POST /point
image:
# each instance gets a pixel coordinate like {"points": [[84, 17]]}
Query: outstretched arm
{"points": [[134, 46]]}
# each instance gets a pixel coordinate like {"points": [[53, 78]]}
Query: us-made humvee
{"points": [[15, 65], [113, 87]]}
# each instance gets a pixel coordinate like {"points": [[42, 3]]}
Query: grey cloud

● ● ● ● ●

EXERCISE GOAL: Lay out every line of the material above as a numbered list, skipping any blank lines.

RESPONSE:
1. POST /point
2. image:
3. # each instance gets a pixel coordinate like {"points": [[84, 17]]}
4. Query: outstretched arm
5. {"points": [[134, 46]]}
6. # each instance gets a pixel coordinate like {"points": [[53, 78]]}
7. Query: us-made humvee
8. {"points": [[15, 65], [113, 87]]}
9. # each instance gets a pixel coordinate like {"points": [[42, 3]]}
10. Query: grey cloud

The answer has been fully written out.